- _GOAL_
In the data below, present every line from the one containing "Quick check — is the cartoon bird's beak" up to and including the one containing "0, 48, 1275, 858" as a Markdown table with the columns No. and Text. Number each line, and omit any blank lines.

*** DATA SHOWN

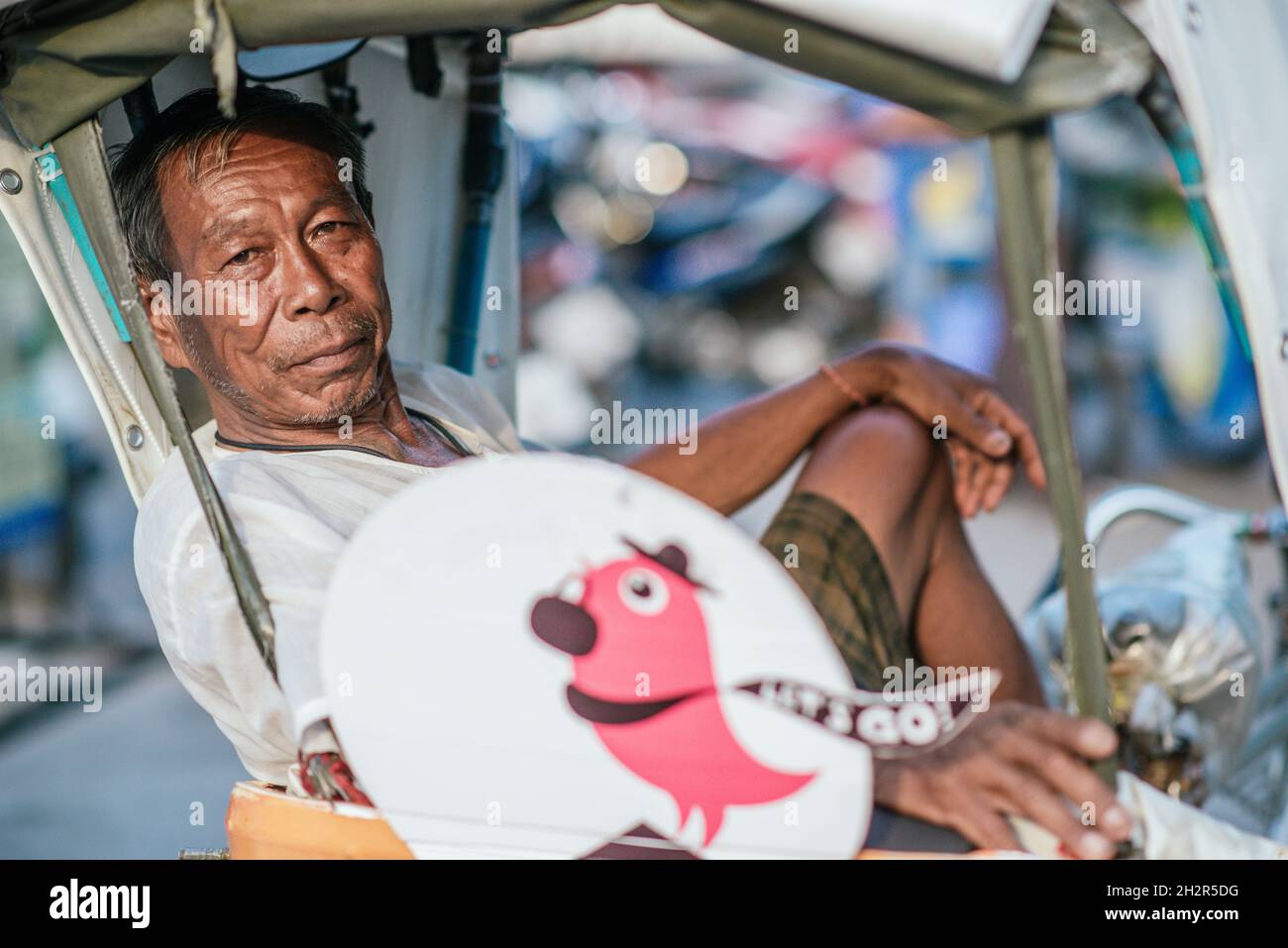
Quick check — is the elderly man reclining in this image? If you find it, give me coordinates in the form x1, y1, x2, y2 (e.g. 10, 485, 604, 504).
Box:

******
*** DATA SHOWN

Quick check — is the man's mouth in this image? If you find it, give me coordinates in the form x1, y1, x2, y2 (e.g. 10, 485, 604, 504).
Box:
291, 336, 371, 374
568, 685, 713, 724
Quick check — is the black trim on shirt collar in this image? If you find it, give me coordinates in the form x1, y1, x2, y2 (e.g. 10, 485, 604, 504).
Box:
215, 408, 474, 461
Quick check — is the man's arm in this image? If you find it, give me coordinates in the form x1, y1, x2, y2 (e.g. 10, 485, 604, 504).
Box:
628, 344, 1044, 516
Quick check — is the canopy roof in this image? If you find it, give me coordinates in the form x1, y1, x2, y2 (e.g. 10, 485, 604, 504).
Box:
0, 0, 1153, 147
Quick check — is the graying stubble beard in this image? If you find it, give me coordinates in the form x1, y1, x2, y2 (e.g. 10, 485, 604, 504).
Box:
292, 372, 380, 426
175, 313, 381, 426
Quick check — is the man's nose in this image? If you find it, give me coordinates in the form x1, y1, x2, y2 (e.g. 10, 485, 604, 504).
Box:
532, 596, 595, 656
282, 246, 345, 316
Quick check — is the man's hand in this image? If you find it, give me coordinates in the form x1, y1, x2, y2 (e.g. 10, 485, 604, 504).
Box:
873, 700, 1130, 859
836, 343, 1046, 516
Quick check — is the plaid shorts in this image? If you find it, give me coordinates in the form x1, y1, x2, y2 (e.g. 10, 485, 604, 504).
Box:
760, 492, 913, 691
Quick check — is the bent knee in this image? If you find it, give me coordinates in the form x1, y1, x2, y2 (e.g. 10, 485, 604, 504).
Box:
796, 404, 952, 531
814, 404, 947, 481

******
*** DATA SHOWN

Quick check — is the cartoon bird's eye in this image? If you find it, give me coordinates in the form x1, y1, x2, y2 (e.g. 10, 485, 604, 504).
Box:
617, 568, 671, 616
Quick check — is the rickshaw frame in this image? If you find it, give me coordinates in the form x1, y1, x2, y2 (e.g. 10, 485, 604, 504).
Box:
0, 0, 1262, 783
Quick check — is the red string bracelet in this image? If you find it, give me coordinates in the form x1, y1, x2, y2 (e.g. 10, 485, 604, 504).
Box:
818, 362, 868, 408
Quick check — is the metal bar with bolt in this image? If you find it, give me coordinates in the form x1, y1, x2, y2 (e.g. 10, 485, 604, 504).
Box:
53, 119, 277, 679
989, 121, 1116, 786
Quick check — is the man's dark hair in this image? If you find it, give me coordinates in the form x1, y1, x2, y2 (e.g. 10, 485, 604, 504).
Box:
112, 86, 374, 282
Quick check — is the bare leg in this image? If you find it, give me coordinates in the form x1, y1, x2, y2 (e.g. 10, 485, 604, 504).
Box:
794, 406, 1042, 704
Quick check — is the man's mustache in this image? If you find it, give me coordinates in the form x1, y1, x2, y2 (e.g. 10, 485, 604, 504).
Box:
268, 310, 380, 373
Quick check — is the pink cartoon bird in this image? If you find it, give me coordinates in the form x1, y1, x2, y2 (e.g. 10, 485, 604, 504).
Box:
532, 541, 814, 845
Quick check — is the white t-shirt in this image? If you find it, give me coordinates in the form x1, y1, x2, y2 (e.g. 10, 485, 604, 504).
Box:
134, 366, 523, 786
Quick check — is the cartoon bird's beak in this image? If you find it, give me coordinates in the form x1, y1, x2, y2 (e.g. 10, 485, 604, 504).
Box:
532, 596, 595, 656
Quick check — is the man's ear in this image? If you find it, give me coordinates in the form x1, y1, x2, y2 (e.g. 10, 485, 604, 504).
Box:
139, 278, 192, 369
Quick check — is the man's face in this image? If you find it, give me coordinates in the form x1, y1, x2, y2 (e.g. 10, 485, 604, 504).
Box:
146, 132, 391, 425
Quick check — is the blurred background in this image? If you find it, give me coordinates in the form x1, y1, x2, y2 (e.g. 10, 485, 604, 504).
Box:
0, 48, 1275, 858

******

- _ANSWER FOR THE TASK_
| No. | Text |
|---|---|
| 1 | Quick check — is the cartoon bird's beak in this image? If you find it, give me coordinates in the form x1, y1, x2, y2 (e.g. 10, 485, 604, 504). |
| 2 | Box: |
| 3 | 532, 596, 595, 656 |
| 4 | Quick check — is the man's ear in this image? If you find it, give me coordinates in the form x1, y1, x2, y2 (e.g. 10, 485, 604, 504). |
| 5 | Box: |
| 6 | 139, 278, 192, 369 |
| 7 | Quick check — is the man's face in this image? If you find it, give me coordinates in the form x1, y1, x2, y2 (e.g. 10, 485, 604, 504). |
| 8 | Box: |
| 9 | 146, 132, 391, 425 |
| 10 | Quick check — is the blurred background in this image? If you find it, give me coordinates in the form x1, y1, x2, y2 (e.g. 10, 485, 604, 504). |
| 11 | Box: |
| 12 | 0, 48, 1275, 858 |